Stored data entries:
· · ·
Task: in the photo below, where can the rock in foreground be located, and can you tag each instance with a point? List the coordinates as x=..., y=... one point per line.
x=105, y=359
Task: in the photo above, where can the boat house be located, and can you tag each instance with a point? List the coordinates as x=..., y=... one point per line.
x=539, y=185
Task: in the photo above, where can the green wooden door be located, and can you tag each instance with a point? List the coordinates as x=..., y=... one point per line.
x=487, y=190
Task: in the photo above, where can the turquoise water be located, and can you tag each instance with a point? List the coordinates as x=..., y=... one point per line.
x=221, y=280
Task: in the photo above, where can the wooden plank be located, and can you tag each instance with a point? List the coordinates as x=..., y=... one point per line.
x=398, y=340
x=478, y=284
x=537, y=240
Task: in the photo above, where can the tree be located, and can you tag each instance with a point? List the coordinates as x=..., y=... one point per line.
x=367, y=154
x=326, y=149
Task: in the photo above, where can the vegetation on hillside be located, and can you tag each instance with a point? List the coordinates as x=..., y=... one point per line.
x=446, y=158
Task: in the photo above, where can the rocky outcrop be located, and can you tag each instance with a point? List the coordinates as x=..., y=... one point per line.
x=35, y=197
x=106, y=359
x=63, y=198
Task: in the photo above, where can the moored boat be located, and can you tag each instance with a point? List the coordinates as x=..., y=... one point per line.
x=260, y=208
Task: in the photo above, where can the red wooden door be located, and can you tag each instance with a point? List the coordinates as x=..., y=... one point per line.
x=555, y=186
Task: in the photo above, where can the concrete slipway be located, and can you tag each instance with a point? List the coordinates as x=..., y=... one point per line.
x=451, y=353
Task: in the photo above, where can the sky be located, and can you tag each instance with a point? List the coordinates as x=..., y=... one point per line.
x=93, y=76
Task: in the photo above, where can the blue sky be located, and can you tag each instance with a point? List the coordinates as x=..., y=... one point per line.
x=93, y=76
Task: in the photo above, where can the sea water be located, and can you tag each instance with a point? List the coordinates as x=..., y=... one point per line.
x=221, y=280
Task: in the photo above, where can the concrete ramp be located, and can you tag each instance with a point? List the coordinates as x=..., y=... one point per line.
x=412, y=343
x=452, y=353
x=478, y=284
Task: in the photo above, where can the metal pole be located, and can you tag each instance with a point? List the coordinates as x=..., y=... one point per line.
· · ·
**WHAT YOU NEED TO DO:**
Set down every entry exactly as it appears.

**WRITTEN SOLUTION:**
Task: in the photo below, where can the rock in foreground be located, and can you tag each instance with a point? List the coordinates as x=..., y=... one point per line.
x=105, y=359
Task: in the photo above, where can the boat house be located, and can you tag each instance with a point? List the coordinates as x=..., y=... one point per line.
x=539, y=185
Task: in the photo above, where can the green wooden door be located, and can you tag each instance with a point? List the coordinates as x=..., y=... one point per line.
x=487, y=190
Task: in the photo above, where can the turquoise water be located, and can you tag each instance with a point? List the coordinates as x=..., y=... one point per line.
x=221, y=280
Task: in the photo above, where can the wooden plank be located, and can you tag each instance with a point? List the coordinates as x=..., y=... one point per line.
x=398, y=340
x=478, y=284
x=537, y=240
Task: in the photo above, where can the tree be located, and can you tag each instance with a point? List the coordinates as x=..., y=... one point per line.
x=367, y=154
x=326, y=149
Task: in the photo above, where can the vegetation on hillside be located, and can you tag each instance with a point? List the coordinates as x=..., y=... one point per line.
x=446, y=158
Task: in the photo above, where can the rocky outcrop be located, and can you tag each instance with a point? List the coordinates as x=..., y=... one point per line.
x=35, y=197
x=106, y=359
x=63, y=198
Task: in the photo above, where can the moored boat be located, and can you tag each instance with a point? List the coordinates as x=..., y=... one point per line.
x=260, y=208
Task: in the photo above, where can the red wooden door be located, and can you tag each instance with a point? List the coordinates as x=..., y=... one point per line.
x=555, y=186
Task: in the photo above, where can the concrete slipway be located, and can you tag each instance with a point? List the coordinates as x=..., y=... one point per line.
x=451, y=353
Task: in the photo above, where can the sky be located, and can you tag each instance with a point? List the coordinates as x=..., y=... one point per line.
x=93, y=76
Task: in the photo above, where can the blue sky be located, and can you tag each instance with a point? List the coordinates as x=..., y=... one point per line.
x=93, y=76
Task: in the photo above, where can the sea water be located, and can you tag each instance with a point? List the coordinates as x=..., y=... one point per line.
x=221, y=280
Task: in the photo above, where can the concrete ramp be located, and can you tag each instance with a point? List the coordinates as x=..., y=... one point per line.
x=412, y=343
x=452, y=353
x=478, y=284
Task: in the photo above, where can the metal pole be located, and can you tag each instance with a point? List the coordinates as x=..., y=... one point per line.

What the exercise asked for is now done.